▶ [SUPPLIED RECORDS]
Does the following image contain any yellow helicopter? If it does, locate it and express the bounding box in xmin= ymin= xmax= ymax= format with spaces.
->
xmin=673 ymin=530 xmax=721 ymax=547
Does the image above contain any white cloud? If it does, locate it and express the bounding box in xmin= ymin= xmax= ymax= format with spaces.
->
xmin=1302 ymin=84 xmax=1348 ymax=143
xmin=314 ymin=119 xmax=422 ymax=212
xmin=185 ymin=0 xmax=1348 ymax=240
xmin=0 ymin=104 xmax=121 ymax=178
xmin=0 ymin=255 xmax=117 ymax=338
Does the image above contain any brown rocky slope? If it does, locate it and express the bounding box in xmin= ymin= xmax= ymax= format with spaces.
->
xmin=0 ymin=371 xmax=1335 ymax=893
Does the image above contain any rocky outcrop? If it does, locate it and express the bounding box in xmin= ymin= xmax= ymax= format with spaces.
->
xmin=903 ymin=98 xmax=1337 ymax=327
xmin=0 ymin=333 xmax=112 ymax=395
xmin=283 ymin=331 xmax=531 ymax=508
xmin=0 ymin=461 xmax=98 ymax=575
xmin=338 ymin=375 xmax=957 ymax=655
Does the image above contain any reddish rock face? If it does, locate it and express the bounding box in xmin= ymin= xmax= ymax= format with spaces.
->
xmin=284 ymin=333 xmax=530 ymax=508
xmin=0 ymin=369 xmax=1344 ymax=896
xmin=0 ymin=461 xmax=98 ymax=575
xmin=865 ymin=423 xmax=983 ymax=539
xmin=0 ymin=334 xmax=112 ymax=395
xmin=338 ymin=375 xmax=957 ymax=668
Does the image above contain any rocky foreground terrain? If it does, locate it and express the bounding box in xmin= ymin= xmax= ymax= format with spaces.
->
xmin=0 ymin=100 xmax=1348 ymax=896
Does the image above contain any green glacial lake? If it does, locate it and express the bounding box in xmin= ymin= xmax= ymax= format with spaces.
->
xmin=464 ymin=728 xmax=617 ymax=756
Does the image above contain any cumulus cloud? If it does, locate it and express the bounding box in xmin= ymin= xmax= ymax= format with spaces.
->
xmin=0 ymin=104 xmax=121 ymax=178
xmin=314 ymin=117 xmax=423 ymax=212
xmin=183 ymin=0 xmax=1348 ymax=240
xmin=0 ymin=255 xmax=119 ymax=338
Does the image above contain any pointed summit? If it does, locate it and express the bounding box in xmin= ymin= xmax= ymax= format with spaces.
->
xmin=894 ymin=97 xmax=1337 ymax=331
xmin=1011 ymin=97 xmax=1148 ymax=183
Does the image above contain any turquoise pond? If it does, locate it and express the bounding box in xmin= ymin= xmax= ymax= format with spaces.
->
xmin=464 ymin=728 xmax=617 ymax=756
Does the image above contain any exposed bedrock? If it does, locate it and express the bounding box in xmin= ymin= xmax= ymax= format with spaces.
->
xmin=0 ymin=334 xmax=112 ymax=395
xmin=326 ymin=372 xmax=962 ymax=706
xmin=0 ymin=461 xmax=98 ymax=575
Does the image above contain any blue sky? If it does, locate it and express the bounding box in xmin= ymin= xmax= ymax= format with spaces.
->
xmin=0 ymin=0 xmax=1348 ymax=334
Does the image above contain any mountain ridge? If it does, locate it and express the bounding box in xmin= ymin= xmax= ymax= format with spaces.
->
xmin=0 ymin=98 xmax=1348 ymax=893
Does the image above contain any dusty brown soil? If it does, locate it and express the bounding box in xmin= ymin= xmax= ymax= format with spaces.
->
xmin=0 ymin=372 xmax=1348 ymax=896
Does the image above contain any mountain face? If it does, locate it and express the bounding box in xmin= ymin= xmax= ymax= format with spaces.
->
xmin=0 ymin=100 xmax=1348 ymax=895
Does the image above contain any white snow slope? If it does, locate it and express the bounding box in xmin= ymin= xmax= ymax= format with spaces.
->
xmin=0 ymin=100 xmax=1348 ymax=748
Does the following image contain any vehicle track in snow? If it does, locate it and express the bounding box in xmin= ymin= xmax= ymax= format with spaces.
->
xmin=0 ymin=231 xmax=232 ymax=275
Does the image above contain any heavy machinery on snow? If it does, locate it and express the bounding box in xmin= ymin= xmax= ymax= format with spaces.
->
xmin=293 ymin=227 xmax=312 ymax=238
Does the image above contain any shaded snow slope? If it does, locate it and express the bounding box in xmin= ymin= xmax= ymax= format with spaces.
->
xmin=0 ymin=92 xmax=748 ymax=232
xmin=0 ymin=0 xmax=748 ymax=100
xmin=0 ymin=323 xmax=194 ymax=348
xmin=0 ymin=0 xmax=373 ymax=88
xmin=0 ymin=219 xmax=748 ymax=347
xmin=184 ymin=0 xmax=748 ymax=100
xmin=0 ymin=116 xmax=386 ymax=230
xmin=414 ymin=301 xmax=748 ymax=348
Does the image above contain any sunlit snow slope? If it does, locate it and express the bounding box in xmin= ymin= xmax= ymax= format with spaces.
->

▶ [TO BE DONE] Present every line of the listing above as a numbered list, leaving out any blank lines.

▶ [THE OUTPUT]
1. Does the following image contain any yellow helicopter? If it does, locate it and express the bounding box in xmin= ymin= xmax= ymax= format with spaces.
2. ->
3. xmin=673 ymin=530 xmax=721 ymax=547
4. Does the image above contain any white cloud? If it does, locate it and express the bounding box in xmin= ymin= xmax= ymax= format with spaces.
5. ->
6. xmin=1302 ymin=84 xmax=1348 ymax=143
7. xmin=314 ymin=119 xmax=422 ymax=212
8. xmin=185 ymin=0 xmax=1348 ymax=240
9. xmin=0 ymin=104 xmax=121 ymax=178
10. xmin=0 ymin=255 xmax=117 ymax=338
11. Does the image above contain any brown rocky slope? If it does, locate it and express the bounding box in xmin= ymin= xmax= ymax= format with spaces.
12. ->
13. xmin=0 ymin=371 xmax=1335 ymax=893
14. Does the image above contain any rocky outcrop? If it does, locate it and express the bounding box in xmin= ymin= xmax= ymax= format with spaces.
15. ->
16. xmin=903 ymin=98 xmax=1337 ymax=327
17. xmin=0 ymin=333 xmax=112 ymax=395
18. xmin=283 ymin=331 xmax=531 ymax=508
19. xmin=0 ymin=461 xmax=98 ymax=575
20. xmin=338 ymin=375 xmax=957 ymax=655
21. Does the image above contain any reddish rock face? If it does, locate it and express the bounding box in xmin= ymin= xmax= ymax= format with spaces.
22. ->
23. xmin=284 ymin=333 xmax=530 ymax=508
24. xmin=0 ymin=369 xmax=1344 ymax=896
25. xmin=0 ymin=461 xmax=98 ymax=575
26. xmin=865 ymin=423 xmax=983 ymax=539
27. xmin=0 ymin=334 xmax=112 ymax=395
28. xmin=338 ymin=375 xmax=957 ymax=668
29. Does the image above contain any rocky foreground terrain? If it does, locate it and express the bounding box in xmin= ymin= xmax= ymax= format with spaces.
30. ->
31. xmin=0 ymin=100 xmax=1348 ymax=896
32. Does the image above contain any green glacial lake? If it does, locate it and express the bounding box in xmin= ymin= xmax= ymax= format with spaces.
33. ->
34. xmin=464 ymin=728 xmax=617 ymax=756
35. Does the image above contain any cumulus cloud? If it does, locate it and express the bounding box in xmin= ymin= xmax= ymax= format with spaces.
36. ->
37. xmin=0 ymin=104 xmax=121 ymax=178
38. xmin=314 ymin=117 xmax=423 ymax=212
39. xmin=183 ymin=0 xmax=1348 ymax=240
40. xmin=0 ymin=255 xmax=119 ymax=338
41. Does the image above contain any pointed summit? If it does, locate it and express the bounding box in xmin= ymin= xmax= ymax= format with spaces.
42. ->
43. xmin=894 ymin=97 xmax=1337 ymax=331
44. xmin=1011 ymin=97 xmax=1148 ymax=183
45. Does the image above contain any turquoise pond? If it does, locate it and express the bounding box in xmin= ymin= xmax= ymax= format with spaces.
46. ->
47. xmin=464 ymin=728 xmax=617 ymax=756
48. Does the image above contain any exposed bedrock? If it does, locate it and express the bounding box in xmin= ymin= xmax= ymax= format with spaces.
49. ->
50. xmin=0 ymin=334 xmax=112 ymax=395
51. xmin=326 ymin=372 xmax=962 ymax=706
52. xmin=0 ymin=461 xmax=98 ymax=575
53. Does the image above contain any blue sky? If it does, locate it and express the bounding box in xmin= ymin= xmax= ymax= format with spaces.
54. ->
55. xmin=0 ymin=0 xmax=1348 ymax=334
56. Does the image above contain any mountain ridge? If it does, locate it and express the bounding box in xmin= ymin= xmax= ymax= format with spaces.
57. ->
58. xmin=0 ymin=98 xmax=1348 ymax=893
59. Does the image above contain any dusty brown soil? If it does, locate it and express the bounding box in xmin= ymin= xmax= ymax= format with spaces.
60. ->
61. xmin=0 ymin=372 xmax=1348 ymax=896
62. Does the image above contain any mountain face? If it does, locate it and express the bounding box in xmin= ymin= xmax= ymax= format with spaces.
63. ->
64. xmin=0 ymin=100 xmax=1348 ymax=895
65. Does the image above contain any white snow slope? If it does, locate it and express the bounding box in xmin= ymin= xmax= ymax= format with spaces.
66. ->
67. xmin=0 ymin=100 xmax=1348 ymax=748
68. Does the following image contain any vehicle track in snow? If it does, locate it and express the bounding box in xmin= ymin= xmax= ymax= format with spaces.
69. ->
70. xmin=0 ymin=231 xmax=232 ymax=275
71. Does the image above contain any heavy machinery on snow? If it does, locate it and express the bounding box in xmin= ymin= xmax= ymax= format with spaces.
72. ->
73. xmin=293 ymin=227 xmax=312 ymax=238
74. Does the image above contain any shaded snow slope? If it does, locate it and express the bounding box in xmin= ymin= xmax= ymax= format with spaces.
75. ->
76. xmin=0 ymin=92 xmax=748 ymax=232
77. xmin=0 ymin=0 xmax=748 ymax=100
78. xmin=0 ymin=323 xmax=194 ymax=348
79. xmin=0 ymin=0 xmax=373 ymax=88
80. xmin=0 ymin=219 xmax=748 ymax=347
81. xmin=184 ymin=0 xmax=748 ymax=100
82. xmin=0 ymin=116 xmax=386 ymax=230
83. xmin=414 ymin=301 xmax=748 ymax=348
84. Does the image above contain any sunlit snow slope? If it does, locate it and express the bounding box in xmin= ymin= xmax= ymax= format with spaces.
85. ->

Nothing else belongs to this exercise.